====== PAGE EXTRACT ======

Dynamic Analysis of High Speed 2 (HS2)

February 22, 2021

About project


High Speed 2 is a new high speed railway linking up London, the Midlands, the North and Scotland serving over 25 stations, including eight of Britain’s 10 largest cities and connecting around 30 million people.


Fig: HS2 lines and station plan
Fig: HS2 lines and station plan





Since high-speed railway bridges are subjected to cyclic loading by the continuous wheel loads traveling at high speed and regular spacing, their dynamic behavior is of extreme importance and has significant influence on the riding safety of the trains. High speed trains impose significant dynamic actions to bridges and viaducts. For speeds above 200 km/h the effect of resonance must be considered, since in many cases can be the governing factor when deciding the structural form. The classic approach of design of bridge is to use static analysis to find forces, flexure under certain moving load and consider dynamic amplification factor to account the dynamic effects of train. In HS1 this approach was used to take into account the dynamic effects. However certain issues were observed in the First French HSL project: Paris-Lyon:


  • Resonance phenomenon

  • Ballast degradation

  • Rapid track deterioration

  • Short Span Structures specially affected


In a joint effort in Europe a committee ‘ERRI D214’ was constituted to study these problems. Following conclusions were drawn by the committee for train speeds over 200 km/h:


  • Likelihood of resonance effects

  • Dynamic amplification factor unable to predict resonance

  • Deck acceleration must be assessed


The committee established a series of rules and guidelines for dynamic assessment of bridges. These guidelines have been implemented in Eurocode. What we see in the Eurocode is basically the conclusions of the committee on this particular issue.



Resonance and dynamic magnification:

The problem of resonance manifests in different ways depending on the type of structure. If ballasted tracks are used and deck acceleration is greater than 0.7g (g: acceleration due to gravity), in that case the ballast grains loose its grain interlock. Due to this there is loss in horizontal and vertical strength resulting in issues with track alignment, quick deterioration of track and risk of derailment of train. In case of ballast less track when deck acceleration is greater than g the contact between the wheel and rail is lost which also leads to quick deterioration of track as well as risk of deterioration. Usually it is assumed that single span simply supported structures have less or no dynamic effect of high speed train. But contrary to this single span structures are especially susceptible to resonance. Resonance effects are significantly reduced on continuous structures.



When to go for Dynamic analysis?


Eurocode provides flow chart for simple and complex structures to determine whether dynamic analysis is needed or not. Below shown is a flow chart given in the code.



Fig: Flow chart determining whether dynamic analysis is required or not.
Fig: Flow chart determining whether dynamic analysis is required or not.
Fig: Flow chart determining whether dynamic analysis is required or not.



Simple structures are those which behave like beam between supports. For structures with behavior such as grillage, orthotropic, cable stayed or more complex behavior are classified as complex structure.

====== RECORDED DATA ======

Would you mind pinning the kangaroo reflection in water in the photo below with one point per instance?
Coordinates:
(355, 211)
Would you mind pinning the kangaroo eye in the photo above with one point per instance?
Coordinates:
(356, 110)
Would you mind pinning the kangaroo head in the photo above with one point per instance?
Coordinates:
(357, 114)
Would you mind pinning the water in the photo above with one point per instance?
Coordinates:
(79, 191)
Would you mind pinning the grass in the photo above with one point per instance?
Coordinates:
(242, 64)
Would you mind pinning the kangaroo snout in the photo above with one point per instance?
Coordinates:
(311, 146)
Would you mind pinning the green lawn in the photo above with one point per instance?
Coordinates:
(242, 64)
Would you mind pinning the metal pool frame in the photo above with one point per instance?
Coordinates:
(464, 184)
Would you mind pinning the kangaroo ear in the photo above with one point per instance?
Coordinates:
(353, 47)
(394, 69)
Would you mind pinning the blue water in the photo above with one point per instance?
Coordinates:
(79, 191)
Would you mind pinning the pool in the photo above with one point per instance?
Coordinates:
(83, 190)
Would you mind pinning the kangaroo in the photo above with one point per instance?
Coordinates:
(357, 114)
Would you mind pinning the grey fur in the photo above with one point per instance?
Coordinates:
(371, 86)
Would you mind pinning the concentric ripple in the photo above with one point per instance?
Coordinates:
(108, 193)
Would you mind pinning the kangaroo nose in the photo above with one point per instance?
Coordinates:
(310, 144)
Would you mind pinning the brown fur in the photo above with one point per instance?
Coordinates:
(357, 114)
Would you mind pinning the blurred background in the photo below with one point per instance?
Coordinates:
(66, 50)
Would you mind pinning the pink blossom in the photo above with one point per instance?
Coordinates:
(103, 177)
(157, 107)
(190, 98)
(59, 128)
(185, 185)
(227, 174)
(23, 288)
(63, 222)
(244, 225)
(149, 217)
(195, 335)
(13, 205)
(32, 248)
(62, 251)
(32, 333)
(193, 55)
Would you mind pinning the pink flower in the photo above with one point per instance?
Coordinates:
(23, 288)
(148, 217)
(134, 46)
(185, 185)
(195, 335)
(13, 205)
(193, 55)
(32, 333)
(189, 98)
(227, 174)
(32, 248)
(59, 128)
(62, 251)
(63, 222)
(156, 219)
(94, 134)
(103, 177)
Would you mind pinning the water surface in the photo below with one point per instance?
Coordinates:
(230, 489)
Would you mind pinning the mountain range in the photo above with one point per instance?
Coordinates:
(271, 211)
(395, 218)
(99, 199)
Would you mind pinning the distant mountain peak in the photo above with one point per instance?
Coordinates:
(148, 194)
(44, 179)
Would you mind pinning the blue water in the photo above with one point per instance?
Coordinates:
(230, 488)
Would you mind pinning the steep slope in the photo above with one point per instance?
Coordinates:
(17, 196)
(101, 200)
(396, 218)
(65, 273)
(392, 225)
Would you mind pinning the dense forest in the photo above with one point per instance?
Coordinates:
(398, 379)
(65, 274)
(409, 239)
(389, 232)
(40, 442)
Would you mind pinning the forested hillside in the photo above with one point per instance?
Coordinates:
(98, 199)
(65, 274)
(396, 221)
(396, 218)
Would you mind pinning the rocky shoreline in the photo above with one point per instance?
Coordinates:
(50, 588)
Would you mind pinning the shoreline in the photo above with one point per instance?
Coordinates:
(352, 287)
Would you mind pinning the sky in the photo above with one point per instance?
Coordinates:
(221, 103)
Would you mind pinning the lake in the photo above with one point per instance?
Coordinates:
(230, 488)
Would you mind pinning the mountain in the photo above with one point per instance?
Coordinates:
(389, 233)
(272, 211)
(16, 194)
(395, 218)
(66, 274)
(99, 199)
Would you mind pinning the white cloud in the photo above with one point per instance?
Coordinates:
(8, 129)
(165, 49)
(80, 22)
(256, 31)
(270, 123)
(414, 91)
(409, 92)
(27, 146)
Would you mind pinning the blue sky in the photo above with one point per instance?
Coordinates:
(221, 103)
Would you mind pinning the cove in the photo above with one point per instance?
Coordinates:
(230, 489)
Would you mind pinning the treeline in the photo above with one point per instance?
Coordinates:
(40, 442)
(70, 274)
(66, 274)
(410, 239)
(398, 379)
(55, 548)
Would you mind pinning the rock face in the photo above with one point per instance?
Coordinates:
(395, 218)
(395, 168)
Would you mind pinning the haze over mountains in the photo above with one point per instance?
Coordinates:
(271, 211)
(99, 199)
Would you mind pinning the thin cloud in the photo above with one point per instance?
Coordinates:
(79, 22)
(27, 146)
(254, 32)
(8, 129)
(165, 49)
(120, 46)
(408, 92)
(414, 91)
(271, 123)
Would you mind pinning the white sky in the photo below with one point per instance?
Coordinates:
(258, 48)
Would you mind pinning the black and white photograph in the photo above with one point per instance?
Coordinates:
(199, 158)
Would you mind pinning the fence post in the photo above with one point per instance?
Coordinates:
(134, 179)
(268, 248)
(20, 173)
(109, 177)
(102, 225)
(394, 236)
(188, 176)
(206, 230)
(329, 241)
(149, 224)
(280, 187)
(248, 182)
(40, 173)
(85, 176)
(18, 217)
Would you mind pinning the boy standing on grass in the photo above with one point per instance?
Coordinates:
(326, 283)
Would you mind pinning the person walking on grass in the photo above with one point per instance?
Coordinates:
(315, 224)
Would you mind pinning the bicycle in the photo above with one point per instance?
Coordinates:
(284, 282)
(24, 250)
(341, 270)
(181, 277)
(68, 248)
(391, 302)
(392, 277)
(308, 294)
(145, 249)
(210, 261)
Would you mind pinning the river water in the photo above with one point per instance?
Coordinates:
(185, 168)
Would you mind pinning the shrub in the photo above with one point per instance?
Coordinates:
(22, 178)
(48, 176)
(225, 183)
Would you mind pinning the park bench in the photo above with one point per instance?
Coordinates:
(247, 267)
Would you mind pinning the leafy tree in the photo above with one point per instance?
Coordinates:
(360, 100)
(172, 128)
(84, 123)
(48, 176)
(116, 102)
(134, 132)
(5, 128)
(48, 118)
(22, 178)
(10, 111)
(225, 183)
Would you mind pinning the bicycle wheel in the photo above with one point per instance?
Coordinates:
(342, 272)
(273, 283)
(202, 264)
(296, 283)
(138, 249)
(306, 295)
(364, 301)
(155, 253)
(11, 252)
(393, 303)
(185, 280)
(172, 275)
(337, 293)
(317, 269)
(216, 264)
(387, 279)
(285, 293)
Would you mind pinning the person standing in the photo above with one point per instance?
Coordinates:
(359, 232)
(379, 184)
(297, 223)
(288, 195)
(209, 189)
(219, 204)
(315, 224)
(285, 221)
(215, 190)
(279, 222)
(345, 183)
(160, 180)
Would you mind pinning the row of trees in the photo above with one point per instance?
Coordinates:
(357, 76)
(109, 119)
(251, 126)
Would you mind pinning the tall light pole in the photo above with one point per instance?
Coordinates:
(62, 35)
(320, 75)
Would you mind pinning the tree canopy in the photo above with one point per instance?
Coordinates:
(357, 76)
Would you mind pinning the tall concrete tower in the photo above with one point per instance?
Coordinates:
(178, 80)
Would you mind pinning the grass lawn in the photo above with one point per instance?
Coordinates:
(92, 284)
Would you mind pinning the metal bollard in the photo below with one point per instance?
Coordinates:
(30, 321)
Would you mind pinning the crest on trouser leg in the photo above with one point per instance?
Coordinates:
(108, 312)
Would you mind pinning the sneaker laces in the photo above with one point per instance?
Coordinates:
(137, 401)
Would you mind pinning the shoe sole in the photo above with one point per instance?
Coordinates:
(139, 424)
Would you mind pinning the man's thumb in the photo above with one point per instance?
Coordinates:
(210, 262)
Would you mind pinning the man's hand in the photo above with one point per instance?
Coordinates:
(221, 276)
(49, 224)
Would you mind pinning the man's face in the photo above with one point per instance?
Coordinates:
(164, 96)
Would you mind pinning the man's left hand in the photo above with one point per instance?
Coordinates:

======

# REQUESTS
a: Summarize the HS2 dynamic analysis article in two sentences.
b: From the HS2 dynamic analysis article, list every issue observed in the first French HSL project, Paris-Lyon.
c: Carry on the HS2 dynamic analysis article from its final sentence.

# EXPECTED ANSWERS
a: High-speed trains impose cyclic dynamic actions on bridges, so resonance must be considered above 200 km/h. After problems on the Paris-Lyon line, the ERRI D214 committee found that the dynamic amplification factor cannot predict resonance and that deck acceleration must be assessed, and its rules were implemented in Eurocode, which also provides flow charts for deciding when dynamic analysis is needed.

b:
- Resonance phenomenon
- Ballast degradation
- Rapid track deterioration
- Short span structures specially affected

c:
Acceleration check:

Maximum peak values are given in EN 1990-2002 A2. To ensure traffic safety the recommended values are:


γbt = 3.5 m/s2 for ballasted track (ballast stability)

γdf = 5.0 m/s2 for ballast-less track (wheel-rail contact)


The above mentioned values are w.r.t stability of ballast, track maintenance as well as to avoid derailment. Passenger comfort criteria is not cover in this clause. Passenger comfort criteria is covered in EN 1990-2002 A2.


Fundamental frequency:

Frequencies to be considered should be up to the greater of [BS EN 1990-2002 A2.]:


  • 30 Hz

  • 5 times the frequency of the fundamental mode of vibration of the member being considered

  • Frequency of the third mode of vibration of the member


Bending and torsional need to be identified to assess n0 and nT. Mass participation factors can be used to identify the relevant modes.


Mass and stiffness considerations:

Any overestimation of bridge stiffness will overestimate the natural frequency of the structure and speed at which resonance occurs. A lower bound estimate of the stiffness throughout the structure shall be used. Regarding the cracked stiffness, assessment of cracked stiffness is essential, since a reduced cracked stiffness lead to a lower fundamental frequencies hence lower resonant speed. For the estimation of mass, a lower bound estimation predicts maximum deck accelerations. An upper bound estimate of mass is used to predict the lowest speed at which resonant effects are likely to occur.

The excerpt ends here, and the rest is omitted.